Required work
Gather every line in the records below that contains the word "loose". Case counts.

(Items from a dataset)
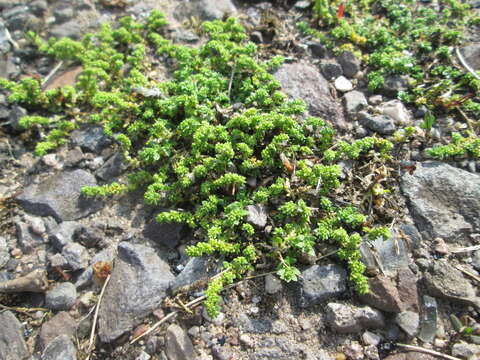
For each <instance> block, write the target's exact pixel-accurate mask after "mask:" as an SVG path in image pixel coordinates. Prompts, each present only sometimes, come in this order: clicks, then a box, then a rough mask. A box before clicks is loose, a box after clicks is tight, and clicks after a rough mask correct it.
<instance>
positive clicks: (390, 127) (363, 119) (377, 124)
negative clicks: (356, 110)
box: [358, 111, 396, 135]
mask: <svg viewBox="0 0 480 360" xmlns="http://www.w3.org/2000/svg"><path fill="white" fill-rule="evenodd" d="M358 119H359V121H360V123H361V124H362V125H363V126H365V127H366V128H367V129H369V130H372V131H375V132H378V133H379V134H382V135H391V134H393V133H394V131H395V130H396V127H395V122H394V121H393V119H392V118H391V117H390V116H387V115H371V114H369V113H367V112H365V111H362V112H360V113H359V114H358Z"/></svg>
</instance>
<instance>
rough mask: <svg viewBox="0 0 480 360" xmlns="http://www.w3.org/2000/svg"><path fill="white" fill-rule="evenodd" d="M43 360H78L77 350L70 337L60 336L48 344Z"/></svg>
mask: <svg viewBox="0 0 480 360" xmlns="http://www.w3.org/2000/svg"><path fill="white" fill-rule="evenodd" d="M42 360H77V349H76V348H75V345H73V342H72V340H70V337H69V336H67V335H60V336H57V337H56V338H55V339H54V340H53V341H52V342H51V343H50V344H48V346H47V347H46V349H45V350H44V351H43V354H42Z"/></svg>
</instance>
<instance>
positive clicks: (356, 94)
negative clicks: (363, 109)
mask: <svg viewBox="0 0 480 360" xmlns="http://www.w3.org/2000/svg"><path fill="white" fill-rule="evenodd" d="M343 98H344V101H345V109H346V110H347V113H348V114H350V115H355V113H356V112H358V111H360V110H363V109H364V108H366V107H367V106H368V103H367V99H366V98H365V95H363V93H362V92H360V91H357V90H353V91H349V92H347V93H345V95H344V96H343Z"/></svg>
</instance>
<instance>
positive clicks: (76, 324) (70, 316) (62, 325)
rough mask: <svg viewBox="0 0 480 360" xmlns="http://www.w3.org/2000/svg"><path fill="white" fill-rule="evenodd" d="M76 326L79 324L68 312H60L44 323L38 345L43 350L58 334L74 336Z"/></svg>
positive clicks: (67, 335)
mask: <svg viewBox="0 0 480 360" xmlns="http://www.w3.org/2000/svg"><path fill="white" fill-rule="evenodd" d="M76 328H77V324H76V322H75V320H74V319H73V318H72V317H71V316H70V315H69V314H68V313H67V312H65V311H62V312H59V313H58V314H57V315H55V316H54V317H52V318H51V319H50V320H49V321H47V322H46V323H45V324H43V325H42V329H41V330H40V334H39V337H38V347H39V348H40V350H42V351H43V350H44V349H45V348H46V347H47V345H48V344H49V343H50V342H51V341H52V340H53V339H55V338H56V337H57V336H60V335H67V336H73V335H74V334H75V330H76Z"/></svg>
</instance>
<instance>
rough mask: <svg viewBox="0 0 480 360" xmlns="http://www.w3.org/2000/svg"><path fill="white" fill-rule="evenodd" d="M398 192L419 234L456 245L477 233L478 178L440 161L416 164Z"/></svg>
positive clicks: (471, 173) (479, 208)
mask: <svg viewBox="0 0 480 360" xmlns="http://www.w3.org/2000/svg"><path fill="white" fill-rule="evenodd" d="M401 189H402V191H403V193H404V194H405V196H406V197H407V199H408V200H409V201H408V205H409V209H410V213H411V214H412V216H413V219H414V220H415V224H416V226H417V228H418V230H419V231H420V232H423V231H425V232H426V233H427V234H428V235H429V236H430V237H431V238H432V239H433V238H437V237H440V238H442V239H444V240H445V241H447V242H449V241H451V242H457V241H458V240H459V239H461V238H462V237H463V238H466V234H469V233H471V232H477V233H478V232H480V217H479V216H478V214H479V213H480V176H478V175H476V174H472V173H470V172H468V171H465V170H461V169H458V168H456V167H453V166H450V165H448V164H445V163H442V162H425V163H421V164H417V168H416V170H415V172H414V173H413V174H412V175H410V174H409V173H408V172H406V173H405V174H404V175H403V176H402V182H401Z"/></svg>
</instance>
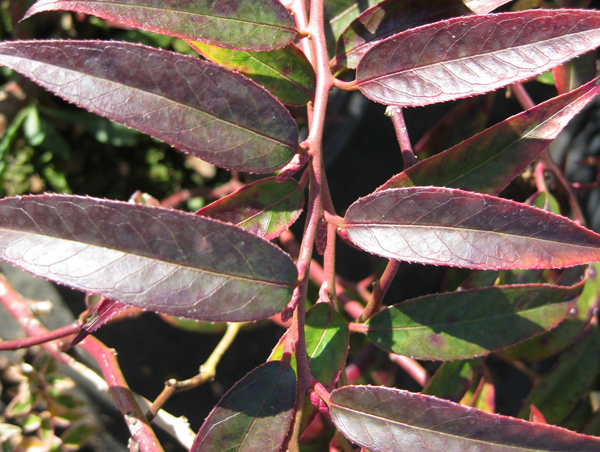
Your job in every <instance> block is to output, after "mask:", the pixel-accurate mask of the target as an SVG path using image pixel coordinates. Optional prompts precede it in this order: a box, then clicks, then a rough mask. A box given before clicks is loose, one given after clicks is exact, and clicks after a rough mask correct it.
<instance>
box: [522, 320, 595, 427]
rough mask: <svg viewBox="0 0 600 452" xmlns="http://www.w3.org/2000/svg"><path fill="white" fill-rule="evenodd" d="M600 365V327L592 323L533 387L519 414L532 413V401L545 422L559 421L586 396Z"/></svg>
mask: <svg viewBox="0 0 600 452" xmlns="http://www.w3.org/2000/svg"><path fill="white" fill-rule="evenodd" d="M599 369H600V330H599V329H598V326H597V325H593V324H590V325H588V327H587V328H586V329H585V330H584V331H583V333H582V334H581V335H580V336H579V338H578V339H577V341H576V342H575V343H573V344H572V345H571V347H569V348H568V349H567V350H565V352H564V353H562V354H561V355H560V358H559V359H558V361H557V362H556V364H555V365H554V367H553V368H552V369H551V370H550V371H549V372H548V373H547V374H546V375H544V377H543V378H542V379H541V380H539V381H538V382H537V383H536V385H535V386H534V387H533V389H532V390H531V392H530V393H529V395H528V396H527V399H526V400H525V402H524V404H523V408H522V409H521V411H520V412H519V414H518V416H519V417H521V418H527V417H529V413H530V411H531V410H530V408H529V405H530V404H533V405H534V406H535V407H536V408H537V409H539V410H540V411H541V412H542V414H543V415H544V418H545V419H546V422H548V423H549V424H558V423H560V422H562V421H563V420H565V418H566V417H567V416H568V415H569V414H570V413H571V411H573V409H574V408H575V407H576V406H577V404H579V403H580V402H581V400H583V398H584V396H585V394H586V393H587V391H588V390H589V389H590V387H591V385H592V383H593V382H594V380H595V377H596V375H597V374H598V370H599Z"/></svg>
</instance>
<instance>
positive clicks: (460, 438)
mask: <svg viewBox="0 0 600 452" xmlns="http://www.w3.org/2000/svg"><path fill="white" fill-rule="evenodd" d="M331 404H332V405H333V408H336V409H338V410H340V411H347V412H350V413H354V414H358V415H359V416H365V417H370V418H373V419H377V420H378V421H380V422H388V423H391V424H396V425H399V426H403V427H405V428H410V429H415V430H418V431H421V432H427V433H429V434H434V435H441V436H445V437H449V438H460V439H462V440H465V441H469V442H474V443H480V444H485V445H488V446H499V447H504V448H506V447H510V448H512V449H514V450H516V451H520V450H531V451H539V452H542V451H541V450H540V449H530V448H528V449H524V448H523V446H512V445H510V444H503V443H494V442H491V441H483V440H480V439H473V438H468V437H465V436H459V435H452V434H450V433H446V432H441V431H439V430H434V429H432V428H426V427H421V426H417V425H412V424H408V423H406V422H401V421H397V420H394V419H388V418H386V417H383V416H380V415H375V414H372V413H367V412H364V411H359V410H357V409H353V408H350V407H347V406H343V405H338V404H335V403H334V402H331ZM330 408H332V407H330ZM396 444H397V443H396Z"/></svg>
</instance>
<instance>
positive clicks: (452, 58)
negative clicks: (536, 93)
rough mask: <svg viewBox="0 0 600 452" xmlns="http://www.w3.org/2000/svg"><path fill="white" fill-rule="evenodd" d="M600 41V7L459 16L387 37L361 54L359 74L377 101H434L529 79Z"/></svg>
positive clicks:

...

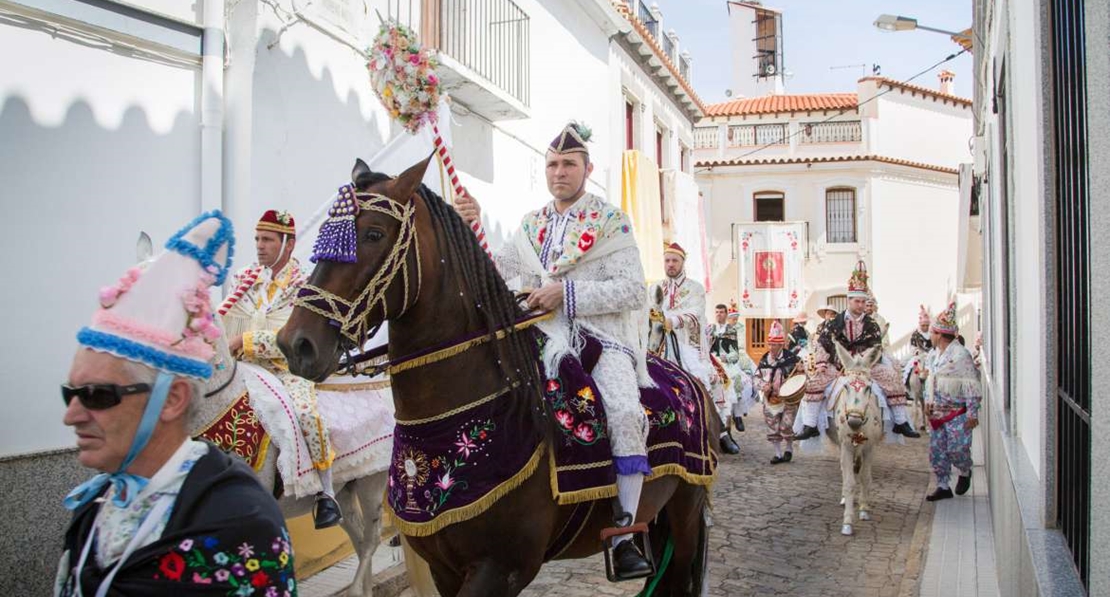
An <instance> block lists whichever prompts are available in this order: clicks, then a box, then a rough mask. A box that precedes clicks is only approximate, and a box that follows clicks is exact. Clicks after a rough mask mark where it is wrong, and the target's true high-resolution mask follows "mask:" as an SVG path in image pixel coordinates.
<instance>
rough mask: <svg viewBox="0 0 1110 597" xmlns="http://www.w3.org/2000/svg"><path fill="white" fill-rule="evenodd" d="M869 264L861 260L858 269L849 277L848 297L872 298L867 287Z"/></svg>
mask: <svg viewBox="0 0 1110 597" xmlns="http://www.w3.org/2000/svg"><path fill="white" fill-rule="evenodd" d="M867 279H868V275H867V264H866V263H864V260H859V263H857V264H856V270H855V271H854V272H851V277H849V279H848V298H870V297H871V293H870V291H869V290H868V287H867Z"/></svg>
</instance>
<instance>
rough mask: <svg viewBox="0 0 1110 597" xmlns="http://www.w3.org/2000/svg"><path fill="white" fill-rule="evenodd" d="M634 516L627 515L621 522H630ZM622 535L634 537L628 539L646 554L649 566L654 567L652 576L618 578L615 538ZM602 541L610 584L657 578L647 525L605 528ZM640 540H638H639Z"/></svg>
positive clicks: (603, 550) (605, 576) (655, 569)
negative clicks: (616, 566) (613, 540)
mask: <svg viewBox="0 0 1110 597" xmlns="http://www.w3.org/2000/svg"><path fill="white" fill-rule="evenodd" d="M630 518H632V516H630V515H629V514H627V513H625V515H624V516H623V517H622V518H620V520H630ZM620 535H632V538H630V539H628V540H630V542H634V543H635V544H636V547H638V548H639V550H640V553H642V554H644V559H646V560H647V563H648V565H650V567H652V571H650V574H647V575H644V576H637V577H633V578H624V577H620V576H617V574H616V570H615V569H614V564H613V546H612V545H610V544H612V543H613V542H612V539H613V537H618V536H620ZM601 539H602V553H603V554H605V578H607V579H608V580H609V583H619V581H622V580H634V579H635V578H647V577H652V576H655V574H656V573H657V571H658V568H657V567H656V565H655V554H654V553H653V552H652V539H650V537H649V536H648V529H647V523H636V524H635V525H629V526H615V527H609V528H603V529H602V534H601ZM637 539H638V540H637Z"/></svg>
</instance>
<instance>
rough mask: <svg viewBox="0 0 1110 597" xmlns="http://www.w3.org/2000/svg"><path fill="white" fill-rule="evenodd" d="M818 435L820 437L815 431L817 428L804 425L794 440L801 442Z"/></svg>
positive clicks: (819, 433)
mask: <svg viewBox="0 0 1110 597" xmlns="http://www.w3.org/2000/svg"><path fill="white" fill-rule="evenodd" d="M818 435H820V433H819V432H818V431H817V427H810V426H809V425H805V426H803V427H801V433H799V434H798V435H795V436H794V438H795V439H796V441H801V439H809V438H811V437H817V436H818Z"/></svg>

Answer section
For each <instance> block, write the target's exact pixel-accurate mask after "mask:" as an SVG path in image pixel coordinates. Prompts, each present only sometimes, come in this order: clicks, then a box, then a rough mask. A box before clicks is loose, a box after clicks is tight, and clicks after a rough mask correct it.
Your job in every <instance> block is to output, after "mask:", the pixel-accurate mask of the target as an SVG path using image pixel coordinates. Optional prompts precede it in this order: a box, then clicks, then a rough mask. A box given before clicks is loose, one given after clicks is exact, and clicks after a rough mask correct it.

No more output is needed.